===== EXTRACTED DATA =====

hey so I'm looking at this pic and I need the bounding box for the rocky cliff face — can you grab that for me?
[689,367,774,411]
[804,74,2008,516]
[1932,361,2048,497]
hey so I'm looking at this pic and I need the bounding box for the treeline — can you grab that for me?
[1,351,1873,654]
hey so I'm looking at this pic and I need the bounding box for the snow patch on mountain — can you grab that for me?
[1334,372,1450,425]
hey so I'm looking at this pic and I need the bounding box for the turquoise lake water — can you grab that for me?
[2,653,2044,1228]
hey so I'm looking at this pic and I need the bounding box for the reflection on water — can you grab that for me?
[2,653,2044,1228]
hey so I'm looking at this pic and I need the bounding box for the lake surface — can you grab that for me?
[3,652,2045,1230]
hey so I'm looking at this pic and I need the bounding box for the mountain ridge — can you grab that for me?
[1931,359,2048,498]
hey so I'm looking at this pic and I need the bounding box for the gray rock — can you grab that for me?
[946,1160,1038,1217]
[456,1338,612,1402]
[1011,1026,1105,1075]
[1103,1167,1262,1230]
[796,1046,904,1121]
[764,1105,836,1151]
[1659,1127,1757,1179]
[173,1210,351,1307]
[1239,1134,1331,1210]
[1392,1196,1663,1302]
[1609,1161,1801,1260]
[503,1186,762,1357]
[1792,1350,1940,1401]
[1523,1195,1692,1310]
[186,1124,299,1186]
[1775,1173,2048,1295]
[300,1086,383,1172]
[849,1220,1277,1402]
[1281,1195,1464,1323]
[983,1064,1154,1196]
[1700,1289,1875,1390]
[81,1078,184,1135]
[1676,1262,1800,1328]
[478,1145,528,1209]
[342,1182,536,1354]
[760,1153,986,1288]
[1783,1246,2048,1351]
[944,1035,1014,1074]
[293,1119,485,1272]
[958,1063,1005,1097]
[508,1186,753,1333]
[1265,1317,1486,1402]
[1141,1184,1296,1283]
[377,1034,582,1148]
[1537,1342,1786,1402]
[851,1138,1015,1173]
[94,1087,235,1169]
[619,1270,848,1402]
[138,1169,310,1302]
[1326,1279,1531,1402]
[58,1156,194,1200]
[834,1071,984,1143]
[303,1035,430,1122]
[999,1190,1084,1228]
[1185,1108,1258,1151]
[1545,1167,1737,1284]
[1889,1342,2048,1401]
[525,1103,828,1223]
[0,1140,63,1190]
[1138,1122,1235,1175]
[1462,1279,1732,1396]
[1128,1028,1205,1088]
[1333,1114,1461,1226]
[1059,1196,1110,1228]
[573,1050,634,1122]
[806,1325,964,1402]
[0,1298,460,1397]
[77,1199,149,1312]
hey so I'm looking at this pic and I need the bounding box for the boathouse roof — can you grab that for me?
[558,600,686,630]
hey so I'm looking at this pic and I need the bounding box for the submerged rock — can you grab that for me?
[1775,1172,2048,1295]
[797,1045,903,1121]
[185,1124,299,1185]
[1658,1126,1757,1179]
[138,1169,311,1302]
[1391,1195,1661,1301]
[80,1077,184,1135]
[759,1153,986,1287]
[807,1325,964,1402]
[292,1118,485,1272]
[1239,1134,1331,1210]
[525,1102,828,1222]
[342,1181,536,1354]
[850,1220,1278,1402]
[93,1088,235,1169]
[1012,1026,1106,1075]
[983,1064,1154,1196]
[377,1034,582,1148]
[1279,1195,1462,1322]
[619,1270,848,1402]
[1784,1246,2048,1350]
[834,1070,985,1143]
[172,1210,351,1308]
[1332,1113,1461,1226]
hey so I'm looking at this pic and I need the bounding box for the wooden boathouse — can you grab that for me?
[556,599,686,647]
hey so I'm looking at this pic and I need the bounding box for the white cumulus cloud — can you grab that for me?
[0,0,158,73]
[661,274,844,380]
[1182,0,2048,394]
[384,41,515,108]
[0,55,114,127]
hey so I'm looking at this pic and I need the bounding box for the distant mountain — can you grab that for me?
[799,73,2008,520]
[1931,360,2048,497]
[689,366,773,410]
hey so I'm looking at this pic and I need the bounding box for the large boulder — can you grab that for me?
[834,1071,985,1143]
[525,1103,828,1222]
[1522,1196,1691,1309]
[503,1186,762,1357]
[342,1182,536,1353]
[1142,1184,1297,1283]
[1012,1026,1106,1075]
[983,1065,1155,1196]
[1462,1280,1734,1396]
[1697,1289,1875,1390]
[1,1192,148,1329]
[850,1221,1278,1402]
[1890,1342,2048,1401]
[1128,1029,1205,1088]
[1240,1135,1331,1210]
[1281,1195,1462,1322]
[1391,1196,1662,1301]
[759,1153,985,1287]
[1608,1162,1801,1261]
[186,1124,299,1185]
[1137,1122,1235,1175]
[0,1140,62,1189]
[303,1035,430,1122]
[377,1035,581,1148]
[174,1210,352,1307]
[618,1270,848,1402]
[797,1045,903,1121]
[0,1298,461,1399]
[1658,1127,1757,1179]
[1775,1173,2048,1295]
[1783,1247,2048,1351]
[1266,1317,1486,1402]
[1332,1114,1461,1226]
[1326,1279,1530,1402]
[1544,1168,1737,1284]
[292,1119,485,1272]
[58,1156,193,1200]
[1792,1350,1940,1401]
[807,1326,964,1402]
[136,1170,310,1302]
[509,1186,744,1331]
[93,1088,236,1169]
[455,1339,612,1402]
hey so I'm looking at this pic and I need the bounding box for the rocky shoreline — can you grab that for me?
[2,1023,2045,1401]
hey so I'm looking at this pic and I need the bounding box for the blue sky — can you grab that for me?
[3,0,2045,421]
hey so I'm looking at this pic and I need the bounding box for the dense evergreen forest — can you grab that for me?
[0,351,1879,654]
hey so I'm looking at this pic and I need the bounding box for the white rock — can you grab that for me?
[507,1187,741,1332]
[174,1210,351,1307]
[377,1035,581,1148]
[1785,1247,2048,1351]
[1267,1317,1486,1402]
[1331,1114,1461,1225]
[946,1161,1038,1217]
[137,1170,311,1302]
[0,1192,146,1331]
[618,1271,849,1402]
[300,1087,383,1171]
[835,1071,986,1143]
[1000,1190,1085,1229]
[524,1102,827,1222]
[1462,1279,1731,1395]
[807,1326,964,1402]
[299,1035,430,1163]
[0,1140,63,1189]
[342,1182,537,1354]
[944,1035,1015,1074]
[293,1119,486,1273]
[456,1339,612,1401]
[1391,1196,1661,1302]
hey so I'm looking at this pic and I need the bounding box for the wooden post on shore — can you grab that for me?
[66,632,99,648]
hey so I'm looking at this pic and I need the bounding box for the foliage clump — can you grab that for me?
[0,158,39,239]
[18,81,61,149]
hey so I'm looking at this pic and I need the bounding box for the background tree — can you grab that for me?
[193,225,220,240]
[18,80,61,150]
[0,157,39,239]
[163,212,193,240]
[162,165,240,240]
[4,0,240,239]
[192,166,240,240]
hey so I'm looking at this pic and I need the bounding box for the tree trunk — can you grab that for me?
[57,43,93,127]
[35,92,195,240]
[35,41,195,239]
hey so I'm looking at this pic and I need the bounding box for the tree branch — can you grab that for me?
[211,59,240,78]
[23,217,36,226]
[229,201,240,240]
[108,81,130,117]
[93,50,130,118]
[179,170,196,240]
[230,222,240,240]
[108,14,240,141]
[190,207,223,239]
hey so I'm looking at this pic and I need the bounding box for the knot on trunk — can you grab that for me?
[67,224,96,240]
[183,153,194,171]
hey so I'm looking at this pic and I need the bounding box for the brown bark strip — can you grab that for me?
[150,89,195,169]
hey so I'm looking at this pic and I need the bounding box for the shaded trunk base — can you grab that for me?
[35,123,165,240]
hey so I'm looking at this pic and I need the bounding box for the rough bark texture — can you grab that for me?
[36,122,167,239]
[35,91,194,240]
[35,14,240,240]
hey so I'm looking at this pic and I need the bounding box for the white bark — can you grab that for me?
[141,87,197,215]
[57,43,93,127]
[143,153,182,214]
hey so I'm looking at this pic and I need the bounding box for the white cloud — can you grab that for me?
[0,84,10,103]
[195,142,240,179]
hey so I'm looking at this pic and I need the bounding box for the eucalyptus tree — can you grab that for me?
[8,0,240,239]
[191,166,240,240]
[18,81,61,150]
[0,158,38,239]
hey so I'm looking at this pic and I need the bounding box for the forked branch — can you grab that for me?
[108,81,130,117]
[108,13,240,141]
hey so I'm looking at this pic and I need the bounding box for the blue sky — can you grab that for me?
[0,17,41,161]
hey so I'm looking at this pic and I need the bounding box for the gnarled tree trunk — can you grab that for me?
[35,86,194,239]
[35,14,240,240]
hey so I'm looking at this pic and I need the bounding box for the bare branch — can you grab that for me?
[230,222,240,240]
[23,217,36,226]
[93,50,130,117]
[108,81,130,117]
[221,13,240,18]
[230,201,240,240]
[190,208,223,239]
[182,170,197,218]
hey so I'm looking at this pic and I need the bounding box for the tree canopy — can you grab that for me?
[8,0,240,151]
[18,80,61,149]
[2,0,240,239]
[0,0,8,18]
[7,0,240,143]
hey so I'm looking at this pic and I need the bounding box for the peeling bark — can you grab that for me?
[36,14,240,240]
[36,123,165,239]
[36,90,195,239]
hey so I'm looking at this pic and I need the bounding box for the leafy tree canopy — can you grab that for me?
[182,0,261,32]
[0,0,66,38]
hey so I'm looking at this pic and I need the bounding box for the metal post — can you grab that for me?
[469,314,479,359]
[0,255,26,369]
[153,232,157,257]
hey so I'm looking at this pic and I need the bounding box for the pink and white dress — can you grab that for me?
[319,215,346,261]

=====

With the line containing "for the peeling" as the first and the last line of the data as the final one, copy every line between them exactly, those two included.

hey so I'm looking at this pic and I need the bounding box for the peeling bark — can you grab that for me?
[36,14,240,240]
[36,123,165,239]
[36,90,195,239]
hey so I'm looking at this pic and I need the bounding box for the leafy tree canopy — can you grab that for me?
[182,0,261,32]
[0,0,66,38]
hey so I'm looking at this pic and I need the bounding box for the metal post — can you grab that for me?
[469,314,479,359]
[0,255,26,369]
[153,232,157,257]
hey so I'm looking at this pic and I need the bounding box for the pink and white dress — can you grab that for me?
[319,215,346,261]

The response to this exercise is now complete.